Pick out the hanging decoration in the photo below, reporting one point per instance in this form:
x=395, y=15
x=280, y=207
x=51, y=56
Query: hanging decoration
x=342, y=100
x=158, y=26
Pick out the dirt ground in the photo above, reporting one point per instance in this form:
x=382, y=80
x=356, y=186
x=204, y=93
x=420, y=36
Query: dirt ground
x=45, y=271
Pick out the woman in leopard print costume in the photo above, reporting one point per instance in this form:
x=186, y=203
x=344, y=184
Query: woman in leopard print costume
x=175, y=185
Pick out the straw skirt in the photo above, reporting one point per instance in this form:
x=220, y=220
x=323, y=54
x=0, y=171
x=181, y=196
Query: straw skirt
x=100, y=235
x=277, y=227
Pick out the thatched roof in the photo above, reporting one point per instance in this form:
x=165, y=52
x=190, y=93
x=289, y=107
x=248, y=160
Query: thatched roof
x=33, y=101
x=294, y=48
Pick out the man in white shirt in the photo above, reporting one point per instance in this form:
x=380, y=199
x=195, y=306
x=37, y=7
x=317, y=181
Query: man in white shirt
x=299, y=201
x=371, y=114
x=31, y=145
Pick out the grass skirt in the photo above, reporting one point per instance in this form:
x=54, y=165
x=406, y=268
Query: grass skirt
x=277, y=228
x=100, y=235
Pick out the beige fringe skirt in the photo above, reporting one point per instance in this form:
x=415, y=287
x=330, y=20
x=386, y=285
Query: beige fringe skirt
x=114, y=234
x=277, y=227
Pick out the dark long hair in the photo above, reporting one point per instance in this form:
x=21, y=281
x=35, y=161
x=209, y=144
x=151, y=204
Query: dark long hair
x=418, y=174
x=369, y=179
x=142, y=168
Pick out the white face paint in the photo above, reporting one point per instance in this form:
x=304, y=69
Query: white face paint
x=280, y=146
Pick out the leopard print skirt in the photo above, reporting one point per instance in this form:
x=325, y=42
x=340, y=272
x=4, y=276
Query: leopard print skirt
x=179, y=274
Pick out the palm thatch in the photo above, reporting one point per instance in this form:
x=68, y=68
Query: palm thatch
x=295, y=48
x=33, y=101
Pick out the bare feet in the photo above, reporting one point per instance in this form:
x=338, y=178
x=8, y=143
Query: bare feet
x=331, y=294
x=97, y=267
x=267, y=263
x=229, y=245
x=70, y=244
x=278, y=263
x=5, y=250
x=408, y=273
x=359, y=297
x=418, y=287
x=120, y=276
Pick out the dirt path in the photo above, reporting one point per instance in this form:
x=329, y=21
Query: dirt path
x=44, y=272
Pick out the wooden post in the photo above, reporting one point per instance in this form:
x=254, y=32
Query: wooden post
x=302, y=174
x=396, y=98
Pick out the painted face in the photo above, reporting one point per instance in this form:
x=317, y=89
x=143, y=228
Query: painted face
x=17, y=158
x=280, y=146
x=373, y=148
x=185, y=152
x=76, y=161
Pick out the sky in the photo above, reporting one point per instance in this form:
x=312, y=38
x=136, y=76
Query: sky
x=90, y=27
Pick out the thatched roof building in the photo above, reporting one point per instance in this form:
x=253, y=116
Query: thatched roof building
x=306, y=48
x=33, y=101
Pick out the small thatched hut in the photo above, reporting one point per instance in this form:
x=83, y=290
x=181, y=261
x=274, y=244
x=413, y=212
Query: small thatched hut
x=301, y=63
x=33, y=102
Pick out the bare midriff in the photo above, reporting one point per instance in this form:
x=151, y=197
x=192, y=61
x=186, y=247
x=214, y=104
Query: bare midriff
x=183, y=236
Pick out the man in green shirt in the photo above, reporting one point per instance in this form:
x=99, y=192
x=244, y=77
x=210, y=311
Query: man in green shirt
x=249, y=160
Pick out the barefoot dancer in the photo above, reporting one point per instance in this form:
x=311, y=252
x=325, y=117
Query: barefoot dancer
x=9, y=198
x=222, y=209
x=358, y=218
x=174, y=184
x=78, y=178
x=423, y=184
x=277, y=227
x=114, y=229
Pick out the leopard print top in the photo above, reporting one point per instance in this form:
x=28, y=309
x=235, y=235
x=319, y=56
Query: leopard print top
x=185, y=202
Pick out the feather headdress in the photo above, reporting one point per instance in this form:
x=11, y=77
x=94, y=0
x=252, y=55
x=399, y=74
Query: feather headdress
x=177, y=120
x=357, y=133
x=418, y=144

Goal. Rescale the data from the line containing "Pick out the leopard print skirt" down through the line containing "x=396, y=98", including both of those lines. Write out every line in that span, requests included, and multiply each answer coordinate by 1.95, rounding to whole numbers with halves rounded up. Keep the numbers in the requests and their format samples unchanged.

Completed task.
Pick out the leopard print skirt in the photo above, reporting one point per instance in this form:
x=325, y=42
x=340, y=272
x=4, y=276
Query: leopard print skirt
x=349, y=534
Pick out the palm thatch in the photo above, reporting one point per instance in this form:
x=68, y=68
Query: palm thatch
x=575, y=94
x=64, y=197
Pick out the bare feet in the photo above, reporting one point per instance in this form:
x=338, y=178
x=8, y=143
Query: bare feet
x=645, y=573
x=189, y=521
x=521, y=513
x=447, y=478
x=137, y=476
x=542, y=513
x=10, y=488
x=796, y=532
x=700, y=579
x=815, y=560
x=234, y=538
Pick out the dirt path in the photo above, reporting one point per instance in this form:
x=329, y=21
Query: dirt path
x=86, y=530
Pick out the wooden post in the photo above, reporting one point per instance in this form:
x=254, y=32
Query: wooden post
x=589, y=339
x=772, y=191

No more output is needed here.